● EXERCISE GOAL
Repeat the listing below in full, keeping every character as it is.

● GIVEN DATA
****************

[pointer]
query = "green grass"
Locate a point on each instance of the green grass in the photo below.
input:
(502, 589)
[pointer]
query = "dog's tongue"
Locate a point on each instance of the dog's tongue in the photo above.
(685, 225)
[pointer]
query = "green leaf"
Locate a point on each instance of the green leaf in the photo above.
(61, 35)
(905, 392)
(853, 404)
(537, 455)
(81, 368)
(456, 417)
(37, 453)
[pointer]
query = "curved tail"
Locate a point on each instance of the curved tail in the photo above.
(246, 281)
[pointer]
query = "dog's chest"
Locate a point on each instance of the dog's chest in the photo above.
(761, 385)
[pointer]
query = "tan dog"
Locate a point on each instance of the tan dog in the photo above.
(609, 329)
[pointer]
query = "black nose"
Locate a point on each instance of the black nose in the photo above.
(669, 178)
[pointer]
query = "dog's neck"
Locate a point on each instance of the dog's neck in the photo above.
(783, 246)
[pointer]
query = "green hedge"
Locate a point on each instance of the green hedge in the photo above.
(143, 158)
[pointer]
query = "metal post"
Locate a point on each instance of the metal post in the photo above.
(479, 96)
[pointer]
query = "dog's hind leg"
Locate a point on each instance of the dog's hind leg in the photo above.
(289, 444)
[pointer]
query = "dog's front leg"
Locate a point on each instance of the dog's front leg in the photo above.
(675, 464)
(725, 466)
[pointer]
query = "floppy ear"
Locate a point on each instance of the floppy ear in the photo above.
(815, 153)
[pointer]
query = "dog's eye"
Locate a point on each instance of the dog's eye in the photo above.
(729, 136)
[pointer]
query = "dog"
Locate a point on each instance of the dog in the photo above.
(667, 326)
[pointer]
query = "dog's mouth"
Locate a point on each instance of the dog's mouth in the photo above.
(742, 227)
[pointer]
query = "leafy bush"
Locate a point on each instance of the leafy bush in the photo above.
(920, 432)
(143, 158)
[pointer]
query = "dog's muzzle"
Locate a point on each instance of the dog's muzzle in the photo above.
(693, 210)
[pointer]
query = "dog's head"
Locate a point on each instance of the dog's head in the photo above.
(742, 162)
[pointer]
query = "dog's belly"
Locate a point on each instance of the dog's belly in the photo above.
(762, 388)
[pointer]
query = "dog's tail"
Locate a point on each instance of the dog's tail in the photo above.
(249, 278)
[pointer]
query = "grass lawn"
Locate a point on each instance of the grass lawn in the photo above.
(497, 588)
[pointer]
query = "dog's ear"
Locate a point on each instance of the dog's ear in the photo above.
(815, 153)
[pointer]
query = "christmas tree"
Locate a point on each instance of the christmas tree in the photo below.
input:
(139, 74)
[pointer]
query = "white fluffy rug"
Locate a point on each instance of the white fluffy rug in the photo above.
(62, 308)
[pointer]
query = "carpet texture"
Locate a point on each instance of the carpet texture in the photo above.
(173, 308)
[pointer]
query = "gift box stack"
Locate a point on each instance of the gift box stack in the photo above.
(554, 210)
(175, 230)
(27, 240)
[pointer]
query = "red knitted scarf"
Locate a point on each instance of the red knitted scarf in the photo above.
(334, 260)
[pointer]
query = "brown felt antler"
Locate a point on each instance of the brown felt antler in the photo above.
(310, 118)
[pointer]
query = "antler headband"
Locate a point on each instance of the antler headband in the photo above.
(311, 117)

****************

● FINISHED EXERCISE
[pointer]
query = "green grass"
Locate a point on each instance of the green grass in the photo below.
input:
(502, 589)
[pointer]
query = "dog's tongue"
Locate a point on each instance of the dog's tongue in the photo above.
(685, 225)
[pointer]
query = "green leaf"
Locate a point on each instance of the green leaf in the photo above.
(61, 35)
(905, 392)
(853, 404)
(537, 455)
(81, 368)
(456, 417)
(37, 453)
[pointer]
query = "curved tail"
Locate a point on each instance of the curved tail in the photo above.
(246, 281)
[pointer]
query = "dog's chest"
Locate a point on each instance of the dog's chest in the photo above.
(761, 385)
[pointer]
query = "tan dog"
Locate a point on each instance of the tan dog in the photo above.
(609, 329)
[pointer]
query = "black nose"
Locate a point on each instance of the black nose in the photo above.
(669, 178)
[pointer]
query = "dog's neck"
Locate a point on each instance of the dog's neck in the photo above.
(783, 246)
[pointer]
query = "green hedge"
Locate a point on each instance of the green hedge in the photo above.
(143, 158)
[pointer]
query = "metal post"
Locate a point on each instance of the metal post in the photo above.
(479, 96)
[pointer]
query = "dog's hind leg"
Locate a point on each instance of the dog's hind leg in the photo above.
(289, 444)
[pointer]
query = "dog's front leg"
Locate a point on each instance of the dog's front leg in the photo above.
(675, 464)
(725, 466)
[pointer]
query = "floppy ear"
Locate a point on each instance of the floppy ear in the photo above.
(815, 153)
[pointer]
query = "dog's eye"
Locate a point on each instance of the dog's eye in the photo above.
(729, 136)
[pointer]
query = "dog"
Locate a point on each instance of the dog in the photo above.
(667, 326)
[pointer]
query = "dog's mouth"
Locate a point on each instance of the dog's mouth in the photo above.
(742, 227)
[pointer]
query = "leafy bush"
Locate a point on each instance of the leafy bush in the photo above.
(920, 432)
(143, 158)
[pointer]
query = "dog's muzzle"
Locate a point on each instance of the dog's muzzle in the photo above.
(693, 210)
[pointer]
query = "dog's head"
Locate a point on each instance of the dog's head in the photo above.
(742, 162)
[pointer]
query = "dog's belly"
Locate a point on each instance of the dog's belly in the photo above.
(762, 388)
[pointer]
query = "dog's tail"
Locate a point on each instance of the dog's tail in the photo above.
(249, 278)
[pointer]
query = "grass lawn"
Locate a point on each instance of the grass lawn in the photo above.
(497, 588)
[pointer]
query = "dog's ear"
Locate a point on each instance of the dog's ear in the photo above.
(815, 153)
[pointer]
query = "christmas tree"
Locate a point on each instance of the christmas tree in the photo below.
input:
(139, 74)
[pointer]
query = "white fluffy rug"
Locate a point on each instance of the white fluffy rug in the photo above.
(62, 308)
[pointer]
query = "carpet texture"
Locate a point on each instance of the carpet texture in the photo above.
(173, 308)
[pointer]
query = "gift box stack"
Locate a point on each instance of the gift box stack in the photo above.
(554, 210)
(175, 230)
(27, 240)
[pointer]
query = "red knitted scarf"
Locate a point on each instance of the red knitted scarf in the photo above.
(334, 260)
[pointer]
query = "brown felt antler"
Locate a point on each instance of the brown felt antler in the photo above.
(310, 118)
[pointer]
query = "antler headband"
Locate a point on each instance of the antler headband in the photo above.
(311, 117)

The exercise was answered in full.